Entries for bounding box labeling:
▽

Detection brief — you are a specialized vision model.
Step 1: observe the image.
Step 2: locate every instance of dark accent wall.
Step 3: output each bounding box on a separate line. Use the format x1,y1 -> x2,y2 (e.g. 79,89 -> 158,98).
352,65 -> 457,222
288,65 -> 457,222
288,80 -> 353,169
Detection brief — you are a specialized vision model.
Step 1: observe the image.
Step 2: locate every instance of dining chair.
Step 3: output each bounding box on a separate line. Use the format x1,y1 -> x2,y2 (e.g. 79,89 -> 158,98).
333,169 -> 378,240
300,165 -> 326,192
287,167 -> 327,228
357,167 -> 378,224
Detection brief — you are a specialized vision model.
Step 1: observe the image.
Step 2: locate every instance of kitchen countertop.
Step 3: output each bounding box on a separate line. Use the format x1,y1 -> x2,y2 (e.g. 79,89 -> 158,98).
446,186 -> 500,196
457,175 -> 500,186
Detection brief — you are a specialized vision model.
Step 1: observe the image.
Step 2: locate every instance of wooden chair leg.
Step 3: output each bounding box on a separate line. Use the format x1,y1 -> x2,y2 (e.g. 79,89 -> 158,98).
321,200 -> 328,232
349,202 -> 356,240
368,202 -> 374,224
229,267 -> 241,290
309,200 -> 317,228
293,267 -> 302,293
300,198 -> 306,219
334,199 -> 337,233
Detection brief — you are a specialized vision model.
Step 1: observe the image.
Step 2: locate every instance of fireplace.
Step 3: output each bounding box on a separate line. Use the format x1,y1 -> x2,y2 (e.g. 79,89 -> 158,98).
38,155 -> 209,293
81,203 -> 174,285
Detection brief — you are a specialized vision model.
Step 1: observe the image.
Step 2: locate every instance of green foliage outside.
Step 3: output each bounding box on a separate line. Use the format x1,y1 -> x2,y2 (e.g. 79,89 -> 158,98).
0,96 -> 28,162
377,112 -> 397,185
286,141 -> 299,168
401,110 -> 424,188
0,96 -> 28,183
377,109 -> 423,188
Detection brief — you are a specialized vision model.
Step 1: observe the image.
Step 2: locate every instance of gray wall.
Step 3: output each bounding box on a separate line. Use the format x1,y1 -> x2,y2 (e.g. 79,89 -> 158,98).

△

■ What needs to be done: Please rewrite the whole listing above, changing every "specialized" to "dedicated" and leaving everything else unchanged.

■ Solution for this exercise:
Detection brief — you are a dedicated vision model.
Step 1: observe the image.
Step 2: locate every instance of dark accent wall.
Step 3: output each bounding box on a separate line. Use the format x1,y1 -> x2,y2 (e.g. 79,89 -> 158,98).
352,65 -> 457,222
288,65 -> 457,222
288,80 -> 353,169
Detection brief — you are a dedicated vision model.
Step 1: observe the image.
Step 2: locate every instance of dining chair.
Step 3: output each bounding box on a separate line. Use the format x1,y1 -> x2,y2 (e.g. 79,89 -> 158,98).
333,169 -> 378,240
300,165 -> 326,192
287,167 -> 327,228
357,167 -> 378,224
Detection brief — you are a dedicated vision model.
Step 1: observe the image.
Step 2: locate every instance of kitchen countertop.
Step 3: output each bounding box on a separate line. Use the format x1,y1 -> x2,y2 (e.g. 79,89 -> 158,98).
446,186 -> 500,196
457,175 -> 500,186
Detection brief — you are a dedicated vision model.
Step 1: observe the image.
Step 2: locate every instance of wooden chair leg.
Step 3: output each bounding box on a separate line. Use the format x1,y1 -> x2,y2 (e.g. 79,89 -> 158,98).
321,200 -> 328,232
349,202 -> 356,240
368,202 -> 374,224
229,267 -> 241,290
309,200 -> 317,228
293,267 -> 302,293
300,198 -> 306,219
334,199 -> 337,233
Detection brief — you are a dedicated vision model.
Step 1: observe the image.
Step 2: locate every instance of fireplace.
Step 3: output each bounding box on a separate line. Use the format x1,y1 -> x2,y2 (e.g. 79,89 -> 158,98).
38,155 -> 209,293
81,203 -> 174,285
Detection brief — you are a dedicated vision model.
Step 1: observe the image.
Step 2: locate every instance of green foliage outside.
Step 3: output each bounding box on a separate line. Use the format x1,y1 -> x2,y2 (e.g. 79,89 -> 158,98).
0,96 -> 28,162
377,112 -> 397,185
286,141 -> 299,168
401,110 -> 424,188
0,96 -> 28,183
377,109 -> 423,188
Detection brief — you are a dedicated vision model.
Step 1: observe the image.
Step 2: locate every instance of gray wall.
Step 3: output each bounding box on a separate line. Use the format x1,y1 -> x2,y2 (e.g. 79,89 -> 158,98).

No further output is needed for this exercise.